:: Brief ::
Could you reproduce the items starting at the line containing "Please examine the photo and determine if any virtual" and ending at the line containing "left=175, top=19, right=195, bottom=56", with the requests kept and every box coordinate offset by -135? Leave the pictures out.

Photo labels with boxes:
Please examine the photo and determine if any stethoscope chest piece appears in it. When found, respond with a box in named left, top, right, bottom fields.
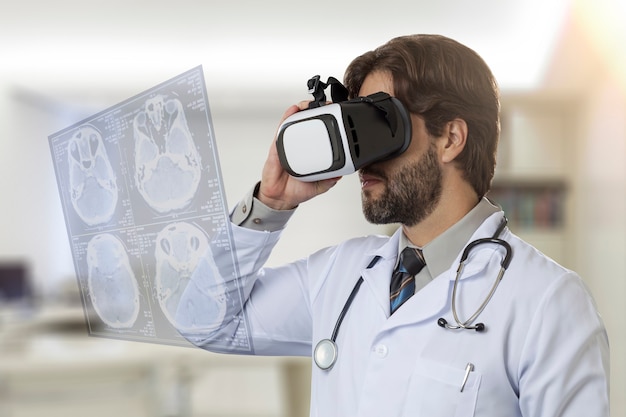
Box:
left=313, top=339, right=337, bottom=370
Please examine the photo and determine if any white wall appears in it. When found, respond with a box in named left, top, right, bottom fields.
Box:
left=573, top=77, right=626, bottom=416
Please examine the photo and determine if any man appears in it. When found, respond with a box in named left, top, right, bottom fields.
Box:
left=178, top=35, right=609, bottom=417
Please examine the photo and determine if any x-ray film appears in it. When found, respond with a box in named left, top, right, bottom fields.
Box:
left=49, top=67, right=253, bottom=352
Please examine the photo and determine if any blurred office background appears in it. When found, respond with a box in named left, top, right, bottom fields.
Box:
left=0, top=0, right=626, bottom=417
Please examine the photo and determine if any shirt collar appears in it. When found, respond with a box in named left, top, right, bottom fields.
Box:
left=398, top=197, right=500, bottom=278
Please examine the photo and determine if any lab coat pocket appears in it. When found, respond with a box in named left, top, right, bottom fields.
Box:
left=402, top=359, right=481, bottom=417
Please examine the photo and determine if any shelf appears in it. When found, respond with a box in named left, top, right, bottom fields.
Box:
left=487, top=179, right=567, bottom=230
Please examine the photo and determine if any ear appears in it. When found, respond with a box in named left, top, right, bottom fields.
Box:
left=441, top=119, right=467, bottom=163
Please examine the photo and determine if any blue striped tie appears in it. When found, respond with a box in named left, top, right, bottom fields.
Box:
left=389, top=247, right=426, bottom=314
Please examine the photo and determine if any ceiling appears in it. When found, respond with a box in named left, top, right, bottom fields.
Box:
left=0, top=0, right=618, bottom=111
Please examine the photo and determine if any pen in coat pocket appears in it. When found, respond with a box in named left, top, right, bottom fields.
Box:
left=461, top=362, right=474, bottom=392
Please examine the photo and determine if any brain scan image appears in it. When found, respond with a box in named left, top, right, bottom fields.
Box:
left=155, top=222, right=226, bottom=331
left=133, top=95, right=202, bottom=214
left=87, top=233, right=139, bottom=329
left=67, top=125, right=118, bottom=226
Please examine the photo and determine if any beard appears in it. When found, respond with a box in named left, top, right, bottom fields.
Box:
left=361, top=146, right=443, bottom=226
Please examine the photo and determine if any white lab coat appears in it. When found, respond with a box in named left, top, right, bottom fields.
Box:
left=189, top=212, right=609, bottom=417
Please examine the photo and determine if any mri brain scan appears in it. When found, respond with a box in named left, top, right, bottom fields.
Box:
left=87, top=233, right=139, bottom=329
left=67, top=125, right=118, bottom=226
left=155, top=222, right=226, bottom=331
left=133, top=95, right=202, bottom=214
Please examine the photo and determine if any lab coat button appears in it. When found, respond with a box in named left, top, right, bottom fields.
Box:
left=374, top=345, right=389, bottom=358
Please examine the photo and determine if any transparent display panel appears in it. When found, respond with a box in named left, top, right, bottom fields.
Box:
left=49, top=67, right=253, bottom=352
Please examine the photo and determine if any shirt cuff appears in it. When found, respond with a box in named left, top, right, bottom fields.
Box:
left=230, top=182, right=296, bottom=232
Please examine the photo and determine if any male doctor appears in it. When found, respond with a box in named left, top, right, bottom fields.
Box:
left=178, top=35, right=609, bottom=417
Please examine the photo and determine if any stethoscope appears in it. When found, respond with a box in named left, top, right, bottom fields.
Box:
left=313, top=216, right=513, bottom=370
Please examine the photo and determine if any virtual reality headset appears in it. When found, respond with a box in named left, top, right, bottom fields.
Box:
left=276, top=76, right=411, bottom=181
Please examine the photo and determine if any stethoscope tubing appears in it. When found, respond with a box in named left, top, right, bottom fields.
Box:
left=313, top=217, right=513, bottom=370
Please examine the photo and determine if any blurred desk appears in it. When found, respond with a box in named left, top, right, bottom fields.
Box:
left=0, top=309, right=310, bottom=417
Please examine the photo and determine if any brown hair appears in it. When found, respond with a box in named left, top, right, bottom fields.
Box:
left=344, top=35, right=500, bottom=196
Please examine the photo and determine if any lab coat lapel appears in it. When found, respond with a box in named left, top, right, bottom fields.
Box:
left=378, top=213, right=502, bottom=329
left=362, top=229, right=402, bottom=315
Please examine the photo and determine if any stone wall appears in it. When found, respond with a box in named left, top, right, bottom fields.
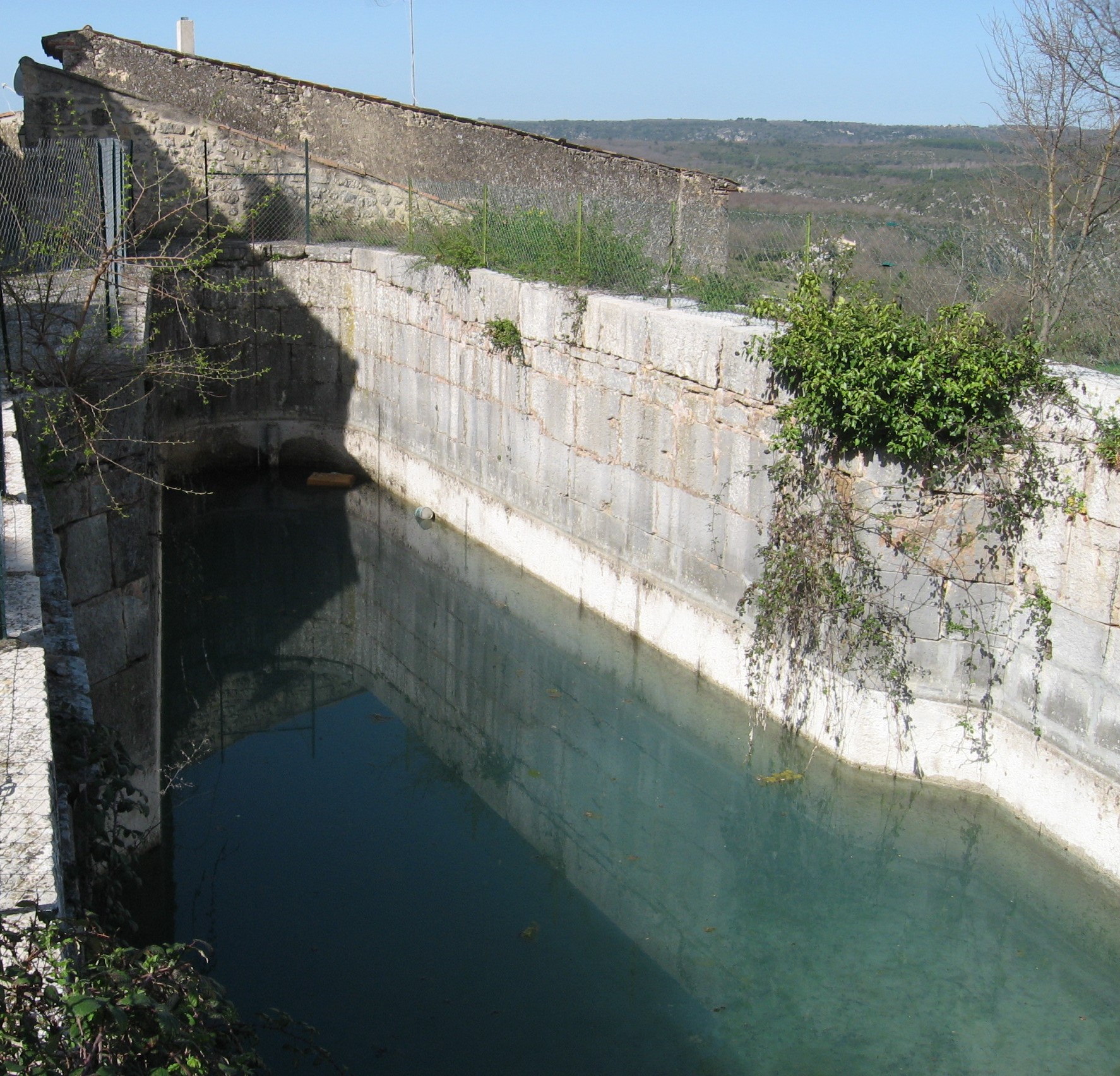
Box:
left=153, top=246, right=1120, bottom=875
left=166, top=482, right=1120, bottom=1073
left=21, top=29, right=737, bottom=268
left=14, top=61, right=463, bottom=239
left=0, top=383, right=64, bottom=915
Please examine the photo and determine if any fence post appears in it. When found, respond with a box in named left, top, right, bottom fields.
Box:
left=408, top=176, right=412, bottom=249
left=576, top=190, right=583, bottom=280
left=203, top=139, right=210, bottom=239
left=304, top=139, right=311, bottom=243
left=483, top=184, right=489, bottom=269
left=665, top=200, right=676, bottom=310
left=0, top=289, right=11, bottom=385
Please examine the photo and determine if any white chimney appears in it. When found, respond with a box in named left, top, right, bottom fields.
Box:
left=175, top=19, right=195, bottom=56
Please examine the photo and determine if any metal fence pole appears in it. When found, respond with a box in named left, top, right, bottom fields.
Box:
left=408, top=176, right=412, bottom=249
left=304, top=139, right=311, bottom=243
left=576, top=190, right=583, bottom=279
left=203, top=139, right=210, bottom=239
left=483, top=184, right=489, bottom=269
left=665, top=200, right=676, bottom=310
left=0, top=280, right=11, bottom=384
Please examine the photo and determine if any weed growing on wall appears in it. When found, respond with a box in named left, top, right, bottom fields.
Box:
left=421, top=205, right=660, bottom=294
left=1097, top=415, right=1120, bottom=470
left=486, top=318, right=525, bottom=362
left=741, top=272, right=1072, bottom=757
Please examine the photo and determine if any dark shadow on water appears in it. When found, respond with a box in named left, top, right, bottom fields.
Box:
left=151, top=478, right=1120, bottom=1076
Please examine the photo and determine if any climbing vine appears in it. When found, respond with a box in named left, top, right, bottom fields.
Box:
left=741, top=272, right=1072, bottom=765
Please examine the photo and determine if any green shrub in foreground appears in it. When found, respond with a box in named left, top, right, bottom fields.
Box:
left=0, top=919, right=265, bottom=1076
left=755, top=273, right=1062, bottom=468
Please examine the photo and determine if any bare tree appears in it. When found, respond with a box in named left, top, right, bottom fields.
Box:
left=988, top=0, right=1120, bottom=346
left=0, top=139, right=268, bottom=499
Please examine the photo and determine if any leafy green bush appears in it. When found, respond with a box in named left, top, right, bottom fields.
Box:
left=1097, top=415, right=1120, bottom=470
left=486, top=318, right=525, bottom=359
left=0, top=919, right=265, bottom=1076
left=755, top=273, right=1062, bottom=468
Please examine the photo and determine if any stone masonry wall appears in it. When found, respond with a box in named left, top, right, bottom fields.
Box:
left=153, top=246, right=1120, bottom=875
left=14, top=61, right=462, bottom=239
left=21, top=29, right=737, bottom=268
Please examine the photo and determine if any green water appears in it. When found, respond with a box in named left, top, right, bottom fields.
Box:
left=155, top=478, right=1120, bottom=1076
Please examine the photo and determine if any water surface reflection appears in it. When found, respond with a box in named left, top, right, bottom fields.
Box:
left=164, top=479, right=1120, bottom=1076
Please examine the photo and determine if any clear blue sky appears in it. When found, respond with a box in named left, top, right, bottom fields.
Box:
left=0, top=0, right=1013, bottom=123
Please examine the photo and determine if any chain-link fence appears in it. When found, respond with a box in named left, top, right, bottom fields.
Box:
left=0, top=138, right=131, bottom=335
left=206, top=139, right=701, bottom=301
left=8, top=139, right=1120, bottom=363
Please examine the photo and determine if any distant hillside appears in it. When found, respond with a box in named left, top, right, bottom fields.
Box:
left=498, top=116, right=1004, bottom=217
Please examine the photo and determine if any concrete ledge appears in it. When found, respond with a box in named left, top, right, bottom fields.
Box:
left=0, top=400, right=62, bottom=915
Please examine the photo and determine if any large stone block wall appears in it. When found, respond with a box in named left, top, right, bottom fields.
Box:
left=160, top=486, right=1120, bottom=1072
left=21, top=29, right=737, bottom=268
left=0, top=385, right=64, bottom=916
left=153, top=246, right=1120, bottom=875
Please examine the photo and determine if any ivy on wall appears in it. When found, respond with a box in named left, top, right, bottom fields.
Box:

:: Response to the task ::
Please examine the photo and determine if any virtual reality headset appears in it. When found, respond with a box in named left, top, right, bottom fields.
Box:
left=141, top=-59, right=276, bottom=46
Please examine the photo and determine if any stethoscope tubing appears in it. When found, respond with a box in named left, top, right, bottom fields.
Box:
left=178, top=82, right=378, bottom=235
Please examine the photo and determine if any blurred desk appears in it. When found, respond with a box in named left, top, right, bottom fields.
Box:
left=-135, top=174, right=175, bottom=282
Please examine the photo and determine if any brown hair appears in it. When found, respond with a box in named left, top, right, bottom fields.
Box:
left=209, top=-100, right=365, bottom=61
Please examine the photo and determine if any lab coat lapel appears in it. When found, respond with a box in named left, top, right, bottom fields.
Box:
left=243, top=78, right=367, bottom=194
left=227, top=94, right=267, bottom=180
Please examine the photo and determine if any stone wall appears in it. When found, respond with a box in named left, top, right, bottom fields.
Box:
left=18, top=111, right=985, bottom=740
left=31, top=347, right=985, bottom=938
left=-114, top=-106, right=602, bottom=133
left=-121, top=-74, right=328, bottom=104
left=-135, top=248, right=-71, bottom=780
Please examine the photo and determine if any fence post appears in it. When found, respond with a box in named left, top, right, bottom fields.
Box:
left=273, top=41, right=277, bottom=114
left=441, top=55, right=448, bottom=145
left=68, top=4, right=75, bottom=104
left=169, top=4, right=176, bottom=108
left=348, top=49, right=354, bottom=134
left=530, top=65, right=541, bottom=175
left=-135, top=154, right=-124, bottom=250
Please examine the photo and determine if any white chimney appears in it. When found, respond with a box in named left, top, right, bottom fields.
Box:
left=40, top=-116, right=60, bottom=-79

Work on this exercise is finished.